**Work instructions:** Take each line of the data that contains the string "chrome" and copy it.

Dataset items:
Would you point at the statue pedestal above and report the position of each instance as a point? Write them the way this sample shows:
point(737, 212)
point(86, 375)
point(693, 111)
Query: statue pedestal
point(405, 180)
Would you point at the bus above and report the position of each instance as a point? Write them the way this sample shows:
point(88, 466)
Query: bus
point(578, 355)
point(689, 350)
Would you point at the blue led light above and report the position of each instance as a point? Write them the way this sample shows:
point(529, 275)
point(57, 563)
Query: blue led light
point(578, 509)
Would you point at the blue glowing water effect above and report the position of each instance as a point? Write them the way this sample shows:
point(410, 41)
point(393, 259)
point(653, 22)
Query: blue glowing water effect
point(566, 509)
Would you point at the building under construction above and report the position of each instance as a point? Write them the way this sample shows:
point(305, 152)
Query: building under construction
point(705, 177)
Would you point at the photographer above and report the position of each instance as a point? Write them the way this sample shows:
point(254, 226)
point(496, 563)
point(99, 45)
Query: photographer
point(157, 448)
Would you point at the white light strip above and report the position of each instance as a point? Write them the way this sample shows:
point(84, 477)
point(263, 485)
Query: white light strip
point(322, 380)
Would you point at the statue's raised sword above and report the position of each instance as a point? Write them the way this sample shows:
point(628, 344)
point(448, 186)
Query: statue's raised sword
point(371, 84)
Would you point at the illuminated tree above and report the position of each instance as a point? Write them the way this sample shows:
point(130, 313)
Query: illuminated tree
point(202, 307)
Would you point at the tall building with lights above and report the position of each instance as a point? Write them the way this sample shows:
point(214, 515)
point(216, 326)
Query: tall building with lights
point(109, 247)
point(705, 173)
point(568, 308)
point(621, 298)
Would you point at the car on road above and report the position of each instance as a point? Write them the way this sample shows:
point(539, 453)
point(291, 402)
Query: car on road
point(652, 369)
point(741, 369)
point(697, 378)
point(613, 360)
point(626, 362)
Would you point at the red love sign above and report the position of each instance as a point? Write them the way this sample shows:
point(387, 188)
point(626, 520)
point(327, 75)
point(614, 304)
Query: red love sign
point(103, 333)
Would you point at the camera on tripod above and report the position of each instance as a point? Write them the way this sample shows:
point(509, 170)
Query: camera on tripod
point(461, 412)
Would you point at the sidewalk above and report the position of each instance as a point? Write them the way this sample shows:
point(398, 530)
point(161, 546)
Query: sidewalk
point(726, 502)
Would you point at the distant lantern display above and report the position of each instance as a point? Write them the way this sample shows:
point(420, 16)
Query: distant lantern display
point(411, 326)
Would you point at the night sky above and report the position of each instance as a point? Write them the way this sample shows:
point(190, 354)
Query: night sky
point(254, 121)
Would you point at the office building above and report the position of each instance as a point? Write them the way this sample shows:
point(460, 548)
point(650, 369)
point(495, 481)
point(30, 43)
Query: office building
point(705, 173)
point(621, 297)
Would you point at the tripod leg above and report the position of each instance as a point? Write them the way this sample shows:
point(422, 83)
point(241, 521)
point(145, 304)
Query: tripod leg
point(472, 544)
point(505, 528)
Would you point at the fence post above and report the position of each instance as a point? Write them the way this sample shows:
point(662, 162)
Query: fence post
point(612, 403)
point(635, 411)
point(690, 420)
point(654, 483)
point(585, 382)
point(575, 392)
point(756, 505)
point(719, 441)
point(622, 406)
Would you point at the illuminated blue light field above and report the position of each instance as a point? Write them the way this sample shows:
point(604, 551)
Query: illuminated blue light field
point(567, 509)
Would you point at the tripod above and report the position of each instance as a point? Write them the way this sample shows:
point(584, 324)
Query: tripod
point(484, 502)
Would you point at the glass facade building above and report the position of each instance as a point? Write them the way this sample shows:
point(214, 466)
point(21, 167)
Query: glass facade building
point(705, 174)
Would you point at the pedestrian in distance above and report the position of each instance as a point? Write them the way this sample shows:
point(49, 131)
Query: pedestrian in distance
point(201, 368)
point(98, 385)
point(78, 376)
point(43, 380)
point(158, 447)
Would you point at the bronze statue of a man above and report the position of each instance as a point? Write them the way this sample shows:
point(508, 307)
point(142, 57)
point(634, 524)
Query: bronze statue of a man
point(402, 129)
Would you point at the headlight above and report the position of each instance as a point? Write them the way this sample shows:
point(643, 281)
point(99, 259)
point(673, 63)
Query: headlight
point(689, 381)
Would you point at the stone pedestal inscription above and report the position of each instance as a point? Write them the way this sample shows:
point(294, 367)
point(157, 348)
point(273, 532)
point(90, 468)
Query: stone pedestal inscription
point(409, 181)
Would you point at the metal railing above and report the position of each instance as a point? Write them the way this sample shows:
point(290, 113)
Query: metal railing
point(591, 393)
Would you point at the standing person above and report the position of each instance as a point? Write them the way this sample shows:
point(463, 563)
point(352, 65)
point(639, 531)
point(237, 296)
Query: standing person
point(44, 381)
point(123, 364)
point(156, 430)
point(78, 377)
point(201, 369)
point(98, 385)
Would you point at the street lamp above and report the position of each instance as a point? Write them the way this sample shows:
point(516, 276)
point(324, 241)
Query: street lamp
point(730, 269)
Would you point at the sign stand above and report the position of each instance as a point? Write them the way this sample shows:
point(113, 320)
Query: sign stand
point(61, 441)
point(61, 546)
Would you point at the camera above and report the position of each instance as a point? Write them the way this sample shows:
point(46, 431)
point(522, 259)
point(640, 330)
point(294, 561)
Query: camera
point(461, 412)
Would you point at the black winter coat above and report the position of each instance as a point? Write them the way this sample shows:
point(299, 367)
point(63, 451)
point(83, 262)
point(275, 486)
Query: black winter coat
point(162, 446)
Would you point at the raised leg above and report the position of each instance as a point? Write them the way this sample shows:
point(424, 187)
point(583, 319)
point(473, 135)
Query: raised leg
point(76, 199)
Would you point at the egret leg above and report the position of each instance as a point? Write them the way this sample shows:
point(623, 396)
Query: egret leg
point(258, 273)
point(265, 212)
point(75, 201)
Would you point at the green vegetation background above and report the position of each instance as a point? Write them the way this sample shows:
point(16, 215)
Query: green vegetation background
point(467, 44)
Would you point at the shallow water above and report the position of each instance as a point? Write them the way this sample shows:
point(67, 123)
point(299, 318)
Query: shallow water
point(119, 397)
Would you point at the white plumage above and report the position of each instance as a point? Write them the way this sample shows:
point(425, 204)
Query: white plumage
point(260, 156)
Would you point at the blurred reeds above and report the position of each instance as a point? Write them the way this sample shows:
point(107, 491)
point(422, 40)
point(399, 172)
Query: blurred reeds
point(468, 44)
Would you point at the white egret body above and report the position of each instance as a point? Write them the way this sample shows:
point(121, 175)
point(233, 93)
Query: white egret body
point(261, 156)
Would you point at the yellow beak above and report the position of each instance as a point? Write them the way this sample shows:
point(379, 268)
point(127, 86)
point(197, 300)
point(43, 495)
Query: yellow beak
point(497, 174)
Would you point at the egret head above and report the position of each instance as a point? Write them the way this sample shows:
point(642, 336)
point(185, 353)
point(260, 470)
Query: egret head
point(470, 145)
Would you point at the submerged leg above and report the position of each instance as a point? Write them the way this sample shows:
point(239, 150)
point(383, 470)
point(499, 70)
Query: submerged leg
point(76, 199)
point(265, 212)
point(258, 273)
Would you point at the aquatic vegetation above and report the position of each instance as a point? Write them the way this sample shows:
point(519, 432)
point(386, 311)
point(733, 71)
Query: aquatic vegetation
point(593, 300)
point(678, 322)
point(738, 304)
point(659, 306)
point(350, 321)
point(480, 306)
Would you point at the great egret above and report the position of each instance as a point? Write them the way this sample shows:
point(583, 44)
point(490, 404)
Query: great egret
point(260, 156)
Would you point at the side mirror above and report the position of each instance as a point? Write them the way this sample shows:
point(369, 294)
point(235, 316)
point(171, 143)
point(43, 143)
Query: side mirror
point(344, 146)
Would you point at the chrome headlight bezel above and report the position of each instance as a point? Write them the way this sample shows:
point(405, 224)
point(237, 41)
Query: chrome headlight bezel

**Completed task:**
Would you point at the chrome headlight bezel above and report the position of each instance as a point? Write them the way this sample shows:
Query: chrome headlight bezel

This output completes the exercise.